> _TASK INPUTS_:
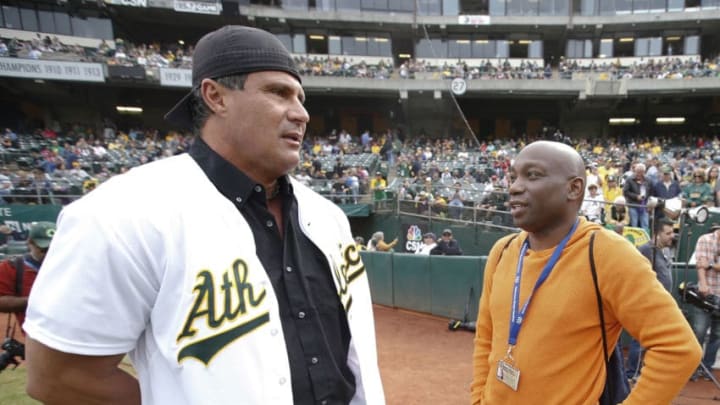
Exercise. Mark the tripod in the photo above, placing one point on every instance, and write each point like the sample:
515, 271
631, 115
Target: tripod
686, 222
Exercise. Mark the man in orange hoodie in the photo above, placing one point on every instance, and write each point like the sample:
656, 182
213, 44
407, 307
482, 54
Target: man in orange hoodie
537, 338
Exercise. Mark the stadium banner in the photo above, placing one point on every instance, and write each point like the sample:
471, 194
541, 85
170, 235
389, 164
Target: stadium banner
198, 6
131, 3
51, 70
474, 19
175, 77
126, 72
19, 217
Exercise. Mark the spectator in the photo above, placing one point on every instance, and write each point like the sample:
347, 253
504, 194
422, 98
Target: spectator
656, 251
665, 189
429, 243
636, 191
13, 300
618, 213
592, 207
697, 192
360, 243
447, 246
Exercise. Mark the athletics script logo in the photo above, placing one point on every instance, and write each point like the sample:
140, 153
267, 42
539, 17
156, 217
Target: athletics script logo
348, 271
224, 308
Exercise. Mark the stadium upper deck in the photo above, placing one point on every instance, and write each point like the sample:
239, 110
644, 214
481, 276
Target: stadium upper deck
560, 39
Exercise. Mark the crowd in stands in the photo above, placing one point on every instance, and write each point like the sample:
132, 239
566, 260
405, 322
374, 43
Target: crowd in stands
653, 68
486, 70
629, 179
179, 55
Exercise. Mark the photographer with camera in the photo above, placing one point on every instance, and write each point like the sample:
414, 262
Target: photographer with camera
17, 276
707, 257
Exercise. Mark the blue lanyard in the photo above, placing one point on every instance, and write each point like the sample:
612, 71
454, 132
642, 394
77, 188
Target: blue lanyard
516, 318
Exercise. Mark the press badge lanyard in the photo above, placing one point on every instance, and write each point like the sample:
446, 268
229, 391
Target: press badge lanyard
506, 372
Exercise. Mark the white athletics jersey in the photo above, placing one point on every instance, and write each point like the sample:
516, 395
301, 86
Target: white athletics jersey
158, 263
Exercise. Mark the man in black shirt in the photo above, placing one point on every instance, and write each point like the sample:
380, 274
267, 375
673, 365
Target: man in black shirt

> _WHAT YOU WILL DO_: Please rewrite every line of the entries above as a numbered list, skipping blank lines and leaving out the picture.

> _REPLY TO THE TASK_:
1. Exercise. Mark the tripod in the photo above, placing one point on every instance, and write each point like the sample:
2. 515, 271
3. 631, 115
4. Target: tripod
5. 686, 222
6. Exercise. Mark the man in orange hoodie in the photo above, placing one point on every instance, and write each point like the sample:
7. 656, 182
8. 213, 44
9. 407, 307
10. 482, 54
11. Target: man in orange hoodie
12. 537, 338
13. Exercise. Mark the stadium banner in the photo above, placing one point on every instance, and write each point like the sample:
14. 471, 194
15. 541, 85
16. 170, 235
17. 389, 164
18. Target: stadium banner
19. 198, 6
20. 131, 3
21. 51, 70
22. 474, 19
23. 175, 77
24. 126, 72
25. 19, 217
26. Exercise. Mark the spectator in the photo above, placing one point on every instance, and write each point like the sample:
27. 347, 253
28. 504, 194
29. 422, 98
30. Target: spectator
31. 656, 251
32. 665, 189
33. 429, 243
34. 636, 191
35. 13, 300
36. 618, 213
37. 592, 207
38. 697, 192
39. 360, 243
40. 447, 246
41. Exercise. Mark the athletics script logo in the photo above, placing one point on every instance, and write each point like the sample:
42. 140, 153
43. 267, 42
44. 539, 17
45. 156, 217
46. Target: athletics script logo
47. 348, 271
48. 224, 308
49. Exercise. Mark the stadium upper deck in the photo above, placing one point on every instance, and write each point like the sample:
50. 239, 110
51. 644, 214
52. 481, 276
53. Target: stadium upper deck
54. 560, 39
55. Exercise. Mark the crowd in stands in the photo above, placing one point on every instance, and write each point like the sample:
56. 132, 239
57. 566, 260
58. 405, 322
59. 374, 43
60. Target: crowd in stands
61. 653, 68
62. 486, 70
63. 629, 179
64. 179, 55
65. Exercise. Mark the photographer with camera in the photo above, placing one point on every instance, and write each point like the sample:
66. 414, 262
67. Target: photographer with camera
68. 17, 276
69. 707, 257
70. Exercise. Mark the blue lanyard in the photo above, placing one point on every instance, and write each point like the sample:
71. 612, 71
72. 454, 132
73. 642, 394
74. 77, 188
75. Target: blue lanyard
76. 516, 318
77. Exercise. Mark the press badge lanyard in the photo above, placing one point on every instance, and write each point like the sample:
78. 446, 268
79. 229, 391
80. Target: press badge lanyard
81. 506, 372
82. Exercise. Mark the white athletics jersey in the photo above, placing one point on every instance, and write each point like the sample:
83. 516, 395
84. 301, 86
85. Target: white athletics jersey
86. 158, 263
87. Exercise. Mark the man in black shirt in the photo above, placing one point on every instance, and write each point like the sample:
88. 380, 274
89. 267, 375
90. 673, 365
91. Target: man in black shirt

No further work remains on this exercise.